SOURCE:
>> Begin

Ass-vertisements. I am always unsettled by women running around in sweatpants with the vaguely prurient label of “PINK” on their bum. Not so good ladies, not so good.

Hot Topic Pants. The sloppy, wide legged, black pants with all the crappy chains dangling off them. I guess the Tripp brand is responsible for this horrific take on Vivienne Westwood’s classic punk bondage pants. Shameful…

If you could come back as any designer –dead or alive− who would it be?
Yohji Yamamoto, Alexander McQueen, Rick Owens, Thierry Mugler, Terry de Havilland, or maybe even Mr. Pearl.

Name one thing every woman should have in her closet.
A well made corset, naturally. And preferably from my label.

A piece of fashion advice for the locals:
I’ve got two pieces:

Shorts, they’re not for everyone. Truly, it’s OK not to wear them, especially if you’re not physically fit or your legs look like a screen-capture of MapQuest.

Foot care. Contrary to quaint local custom, it’s really not OK to forego washing your feet and trimming your toenails. This is especially true when wearing sandals to a restaurant. Yes, I am talking to you, Chipotle customer with the dirty plastic flip flops, the scaly flesh, and yellow curved toenails. Goodness, people.

>> End

SET TASK 1: Which designers does the fashion interview list in reply to the question about coming back as any designer, dead or alive?
SET TASK 2: Rescale the part of the records that opens with their first line and closes with the line containing "M 486 26 L 478". Give every line in that span again, requests included, with each coordinate in the answer outlines multiplied by 0.6 and rounded to a whole number, halves up, and leave out the pictures.

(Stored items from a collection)
>> Begin

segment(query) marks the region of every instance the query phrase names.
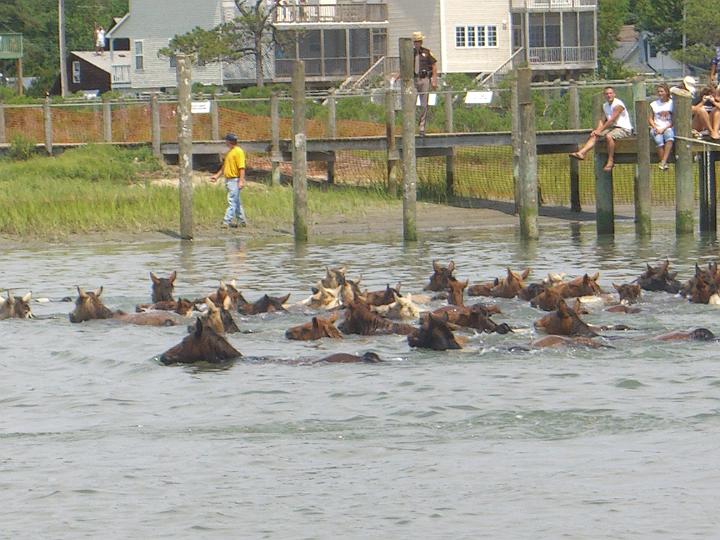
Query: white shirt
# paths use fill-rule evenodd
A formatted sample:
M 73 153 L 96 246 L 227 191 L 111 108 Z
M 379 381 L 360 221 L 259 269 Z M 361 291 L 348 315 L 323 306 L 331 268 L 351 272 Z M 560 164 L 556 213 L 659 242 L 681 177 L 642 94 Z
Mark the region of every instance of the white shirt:
M 627 112 L 627 107 L 619 98 L 613 99 L 612 103 L 608 103 L 607 101 L 603 103 L 603 112 L 605 113 L 605 118 L 610 118 L 612 116 L 613 110 L 615 110 L 617 107 L 622 107 L 623 112 L 620 113 L 620 116 L 618 116 L 617 120 L 615 121 L 615 127 L 621 127 L 623 129 L 627 129 L 628 131 L 632 131 L 632 122 L 630 121 L 630 115 Z
M 672 125 L 672 113 L 674 109 L 673 100 L 660 101 L 656 99 L 650 104 L 653 111 L 653 122 L 657 129 L 665 129 Z

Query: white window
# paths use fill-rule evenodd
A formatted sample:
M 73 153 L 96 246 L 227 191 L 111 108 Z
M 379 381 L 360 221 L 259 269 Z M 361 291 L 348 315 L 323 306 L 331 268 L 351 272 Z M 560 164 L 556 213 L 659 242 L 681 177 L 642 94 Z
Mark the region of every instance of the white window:
M 455 46 L 456 47 L 465 47 L 465 27 L 464 26 L 456 26 L 455 27 Z
M 487 46 L 497 47 L 497 26 L 487 27 Z
M 135 42 L 135 70 L 142 71 L 145 69 L 145 56 L 143 52 L 143 42 Z
M 497 47 L 497 26 L 456 26 L 455 47 Z
M 467 43 L 468 43 L 468 47 L 475 46 L 475 27 L 474 26 L 467 27 Z
M 73 62 L 73 83 L 80 84 L 80 62 Z
M 486 26 L 478 26 L 478 47 L 486 47 L 487 40 L 485 39 Z

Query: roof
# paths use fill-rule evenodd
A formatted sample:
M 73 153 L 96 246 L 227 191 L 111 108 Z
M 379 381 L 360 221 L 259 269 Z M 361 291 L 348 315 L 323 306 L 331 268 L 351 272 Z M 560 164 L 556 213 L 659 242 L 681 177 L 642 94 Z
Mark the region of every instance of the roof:
M 128 20 L 129 17 L 130 17 L 130 12 L 128 11 L 125 14 L 125 16 L 120 20 L 118 20 L 117 17 L 113 18 L 113 21 L 115 21 L 115 26 L 113 26 L 110 30 L 108 30 L 107 34 L 105 34 L 105 37 L 108 39 L 111 38 L 113 36 L 113 34 L 115 33 L 115 30 L 120 28 L 125 23 L 125 21 Z
M 107 73 L 112 72 L 113 66 L 130 65 L 129 51 L 115 51 L 112 58 L 110 57 L 110 53 L 107 51 L 105 51 L 104 54 L 96 54 L 95 51 L 71 51 L 70 54 L 77 56 L 80 60 L 83 60 L 88 64 L 92 64 Z

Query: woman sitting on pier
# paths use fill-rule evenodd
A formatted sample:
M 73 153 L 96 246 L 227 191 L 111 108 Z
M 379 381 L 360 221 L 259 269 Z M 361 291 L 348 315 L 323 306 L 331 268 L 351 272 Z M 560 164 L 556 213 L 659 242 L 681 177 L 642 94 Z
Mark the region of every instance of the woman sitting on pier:
M 657 85 L 658 98 L 650 104 L 652 112 L 648 118 L 650 124 L 650 135 L 657 144 L 660 170 L 667 171 L 667 160 L 672 151 L 675 132 L 673 130 L 673 100 L 670 99 L 670 88 L 665 83 Z

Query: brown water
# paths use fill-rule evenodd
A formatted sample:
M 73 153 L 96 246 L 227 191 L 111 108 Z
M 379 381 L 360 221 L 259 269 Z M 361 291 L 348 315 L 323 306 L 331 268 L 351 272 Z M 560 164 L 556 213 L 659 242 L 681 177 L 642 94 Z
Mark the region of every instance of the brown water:
M 501 233 L 501 234 L 498 234 Z M 0 286 L 38 297 L 104 285 L 113 308 L 149 299 L 148 272 L 178 271 L 197 296 L 236 278 L 246 297 L 309 294 L 326 265 L 370 288 L 419 291 L 431 261 L 458 277 L 513 268 L 636 277 L 669 256 L 682 278 L 717 256 L 712 241 L 592 227 L 292 243 L 217 240 L 12 249 Z M 720 446 L 718 344 L 649 336 L 707 326 L 712 307 L 645 295 L 637 316 L 596 313 L 613 349 L 511 353 L 538 312 L 500 300 L 520 327 L 463 351 L 413 351 L 401 336 L 290 342 L 290 314 L 242 318 L 247 356 L 318 358 L 376 351 L 379 365 L 239 362 L 202 371 L 153 357 L 185 329 L 72 325 L 71 305 L 36 304 L 0 322 L 0 507 L 7 538 L 711 538 Z

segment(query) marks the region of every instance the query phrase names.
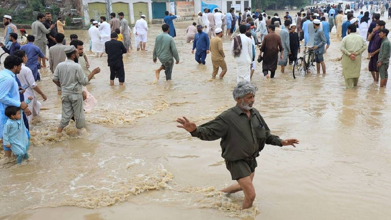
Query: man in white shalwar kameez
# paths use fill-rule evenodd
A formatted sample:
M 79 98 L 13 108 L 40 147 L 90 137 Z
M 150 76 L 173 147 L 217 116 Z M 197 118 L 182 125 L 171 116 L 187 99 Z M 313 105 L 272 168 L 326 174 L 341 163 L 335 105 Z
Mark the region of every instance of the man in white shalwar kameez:
M 213 15 L 215 18 L 215 27 L 216 29 L 221 28 L 222 25 L 222 20 L 225 18 L 225 15 L 222 13 L 219 12 L 219 9 L 215 9 L 215 14 Z
M 27 120 L 29 122 L 30 122 L 32 121 L 33 116 L 36 116 L 39 114 L 39 110 L 42 106 L 41 103 L 38 101 L 37 97 L 34 93 L 34 90 L 41 95 L 44 101 L 46 101 L 46 96 L 37 85 L 37 83 L 34 80 L 34 76 L 32 75 L 31 70 L 26 66 L 26 63 L 27 63 L 27 57 L 26 53 L 22 50 L 17 50 L 14 51 L 13 54 L 22 58 L 23 60 L 23 63 L 22 63 L 22 69 L 19 74 L 16 74 L 16 77 L 20 81 L 21 84 L 29 86 L 29 87 L 25 89 L 24 93 L 23 94 L 25 99 L 27 99 L 27 97 L 29 96 L 32 96 L 33 97 L 31 102 L 29 104 L 29 108 L 31 111 L 32 114 L 29 115 L 26 115 Z
M 110 24 L 106 22 L 106 17 L 104 16 L 100 16 L 100 24 L 98 28 L 100 33 L 100 40 L 104 49 L 104 43 L 111 40 L 110 34 L 111 33 L 111 28 Z
M 202 13 L 202 20 L 204 20 L 204 23 L 206 25 L 206 27 L 204 28 L 203 31 L 206 33 L 209 31 L 209 20 L 208 19 L 208 9 L 204 9 L 204 13 Z
M 236 63 L 238 82 L 242 81 L 249 82 L 250 79 L 253 43 L 251 39 L 244 34 L 246 29 L 246 25 L 240 25 L 239 26 L 240 34 L 234 38 L 231 44 L 231 53 L 235 58 Z
M 88 35 L 90 35 L 90 38 L 91 39 L 91 41 L 92 42 L 91 50 L 94 53 L 97 53 L 99 57 L 102 57 L 104 52 L 104 49 L 100 40 L 100 34 L 99 33 L 99 29 L 97 27 L 97 26 L 98 26 L 98 21 L 93 22 L 92 26 L 88 29 Z

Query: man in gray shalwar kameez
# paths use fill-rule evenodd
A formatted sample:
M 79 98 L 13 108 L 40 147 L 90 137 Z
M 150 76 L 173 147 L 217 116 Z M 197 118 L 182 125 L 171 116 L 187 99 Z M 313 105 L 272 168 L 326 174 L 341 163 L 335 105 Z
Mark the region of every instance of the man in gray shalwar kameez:
M 76 128 L 80 129 L 86 126 L 83 100 L 86 94 L 83 92 L 83 86 L 86 86 L 94 75 L 100 71 L 95 69 L 86 76 L 78 63 L 79 51 L 75 46 L 67 47 L 64 52 L 67 60 L 59 63 L 53 74 L 53 81 L 61 87 L 61 90 L 62 114 L 57 130 L 59 133 L 68 125 L 72 116 L 75 117 Z
M 287 19 L 284 22 L 284 25 L 285 28 L 281 30 L 280 32 L 280 36 L 281 38 L 281 41 L 282 42 L 282 47 L 284 50 L 282 51 L 282 59 L 279 60 L 278 65 L 281 66 L 281 72 L 285 72 L 285 66 L 288 63 L 288 56 L 289 54 L 291 53 L 291 47 L 289 45 L 289 25 L 291 24 L 291 21 L 289 19 Z
M 129 45 L 131 44 L 130 41 L 130 38 L 129 36 L 129 23 L 126 19 L 124 18 L 124 13 L 120 12 L 118 13 L 118 16 L 119 16 L 120 20 L 121 21 L 121 33 L 122 34 L 124 37 L 124 46 L 127 50 L 127 52 L 129 52 Z

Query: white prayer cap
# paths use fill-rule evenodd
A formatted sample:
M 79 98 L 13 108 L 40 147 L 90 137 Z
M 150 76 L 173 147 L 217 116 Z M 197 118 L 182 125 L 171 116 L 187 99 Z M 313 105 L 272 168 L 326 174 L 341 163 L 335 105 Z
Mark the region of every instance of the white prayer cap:
M 75 51 L 76 50 L 76 48 L 73 45 L 71 46 L 68 46 L 65 47 L 65 49 L 64 49 L 64 52 L 65 52 L 66 54 L 69 54 L 69 53 L 72 53 L 72 52 Z

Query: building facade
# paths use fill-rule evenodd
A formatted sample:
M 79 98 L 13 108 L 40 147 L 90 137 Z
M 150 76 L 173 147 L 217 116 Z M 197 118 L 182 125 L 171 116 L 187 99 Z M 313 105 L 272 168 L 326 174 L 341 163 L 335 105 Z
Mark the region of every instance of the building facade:
M 147 22 L 152 22 L 151 0 L 82 0 L 82 3 L 84 24 L 87 27 L 90 26 L 90 19 L 99 21 L 100 16 L 107 18 L 111 12 L 117 14 L 117 18 L 118 13 L 123 12 L 129 23 L 135 23 L 142 14 L 145 15 Z M 107 18 L 109 20 L 109 17 Z

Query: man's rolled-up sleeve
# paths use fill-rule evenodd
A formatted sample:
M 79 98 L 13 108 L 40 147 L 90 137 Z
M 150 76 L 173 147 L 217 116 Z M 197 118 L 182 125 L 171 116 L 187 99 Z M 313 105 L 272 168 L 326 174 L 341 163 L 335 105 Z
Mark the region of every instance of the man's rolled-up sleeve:
M 203 141 L 214 141 L 226 135 L 228 124 L 222 116 L 219 115 L 214 120 L 197 126 L 195 131 L 190 133 Z

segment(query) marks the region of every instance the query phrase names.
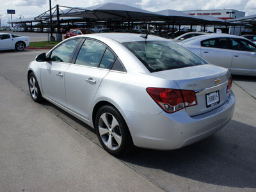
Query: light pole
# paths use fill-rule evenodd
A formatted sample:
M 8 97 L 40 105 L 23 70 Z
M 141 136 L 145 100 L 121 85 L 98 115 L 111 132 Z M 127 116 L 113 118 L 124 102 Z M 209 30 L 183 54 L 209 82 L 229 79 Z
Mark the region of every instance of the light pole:
M 227 12 L 226 13 L 227 14 L 229 13 L 229 19 L 231 19 L 231 14 L 235 13 L 235 12 Z

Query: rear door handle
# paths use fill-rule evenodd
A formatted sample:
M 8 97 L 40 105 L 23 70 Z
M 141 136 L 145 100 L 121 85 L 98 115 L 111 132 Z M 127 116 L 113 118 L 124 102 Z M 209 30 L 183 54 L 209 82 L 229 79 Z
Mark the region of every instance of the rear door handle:
M 96 84 L 96 81 L 94 81 L 92 77 L 85 80 L 89 84 Z
M 61 74 L 61 72 L 58 72 L 58 74 L 56 74 L 56 76 L 59 77 L 63 77 L 63 74 Z

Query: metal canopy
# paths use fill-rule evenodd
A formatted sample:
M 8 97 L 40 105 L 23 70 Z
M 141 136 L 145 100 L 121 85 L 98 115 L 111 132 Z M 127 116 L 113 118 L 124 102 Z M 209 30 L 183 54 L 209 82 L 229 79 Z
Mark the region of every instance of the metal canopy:
M 69 8 L 60 12 L 60 16 L 79 17 L 97 20 L 152 20 L 160 15 L 128 5 L 108 3 L 87 8 Z M 56 17 L 56 13 L 53 17 Z
M 240 24 L 256 24 L 256 15 L 252 15 L 249 16 L 246 16 L 243 17 L 239 17 L 237 19 L 228 19 L 227 20 L 228 23 L 240 23 Z
M 171 22 L 175 24 L 195 24 L 205 22 L 205 20 L 199 19 L 187 13 L 172 10 L 165 10 L 155 12 L 156 14 L 161 15 L 161 20 Z
M 23 19 L 17 19 L 13 20 L 12 21 L 9 21 L 8 23 L 24 23 L 24 22 L 31 22 L 36 21 L 35 20 L 35 17 L 29 17 L 29 18 L 23 18 Z
M 204 20 L 202 23 L 206 25 L 223 25 L 226 26 L 227 23 L 224 20 L 211 16 L 211 15 L 202 15 L 202 16 L 197 16 L 199 19 L 201 19 L 202 20 Z

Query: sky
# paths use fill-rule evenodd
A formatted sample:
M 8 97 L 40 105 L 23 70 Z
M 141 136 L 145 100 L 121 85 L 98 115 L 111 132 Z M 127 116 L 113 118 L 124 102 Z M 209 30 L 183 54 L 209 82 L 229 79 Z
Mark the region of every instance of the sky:
M 7 26 L 7 22 L 11 20 L 11 15 L 7 14 L 7 10 L 15 10 L 15 15 L 12 15 L 13 20 L 20 17 L 36 17 L 49 10 L 49 1 L 1 0 L 1 26 Z M 150 12 L 166 9 L 177 11 L 234 9 L 245 12 L 246 16 L 256 14 L 256 0 L 51 0 L 52 7 L 56 4 L 88 7 L 106 3 L 124 4 Z

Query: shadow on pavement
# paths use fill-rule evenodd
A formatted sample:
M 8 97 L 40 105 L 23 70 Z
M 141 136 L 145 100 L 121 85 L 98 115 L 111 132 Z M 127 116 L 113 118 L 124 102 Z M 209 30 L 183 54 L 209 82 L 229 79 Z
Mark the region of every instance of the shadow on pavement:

>> End

EXERCISE OUTPUT 1: Yohji Yamamoto, Alexander McQueen, Rick Owens, Thierry Mugler, Terry de Havilland, and Mr. Pearl.

EXERCISE OUTPUT 2:
segment(query) marks the region of every instance the query phrase names.
Query: white shirt
# paths use fill-rule evenodd
A formatted sample:
M 73 153 L 96 246 L 227 191 L 111 108 Z
M 379 381 L 360 221 L 259 269 Z M 361 291 L 348 315 L 323 306 L 331 268 L 351 272 Z M 560 164 L 556 213 L 659 242 L 681 177 L 642 94 Z
Mark the region of every instance of the white shirt:
M 376 67 L 376 64 L 371 59 L 368 59 L 367 62 L 365 62 L 364 61 L 362 62 L 362 67 L 363 68 L 363 71 L 366 71 L 367 70 L 368 66 L 369 66 L 370 64 L 373 64 L 374 67 L 372 68 L 372 70 L 371 70 L 370 72 L 369 73 L 369 76 L 373 76 L 374 77 L 376 77 L 377 79 L 379 79 L 379 73 L 378 73 L 378 69 Z
M 403 75 L 403 68 L 404 65 L 404 60 L 396 61 L 394 59 L 390 62 L 392 67 L 392 73 L 394 77 L 399 77 Z

Query: white window
# paths use fill-rule evenodd
A formatted sample:
M 73 153 L 96 246 L 227 191 L 111 108 Z
M 379 381 L 360 221 L 259 269 Z M 361 291 L 348 315 L 323 306 L 331 268 L 351 272 Z M 560 164 L 556 213 L 659 242 L 681 177 L 642 94 Z
Mark the region of every instance of the white window:
M 273 28 L 274 28 L 279 28 L 279 16 L 278 16 L 274 16 L 273 16 Z
M 292 28 L 298 28 L 298 16 L 292 16 Z
M 81 25 L 81 42 L 85 43 L 87 41 L 87 34 L 86 31 L 86 25 Z
M 298 28 L 298 16 L 274 16 L 273 28 Z
M 280 26 L 281 26 L 281 28 L 285 28 L 285 16 L 284 16 L 280 16 Z
M 44 37 L 44 50 L 48 50 L 48 37 Z
M 292 16 L 287 16 L 287 28 L 292 28 L 292 24 L 291 23 Z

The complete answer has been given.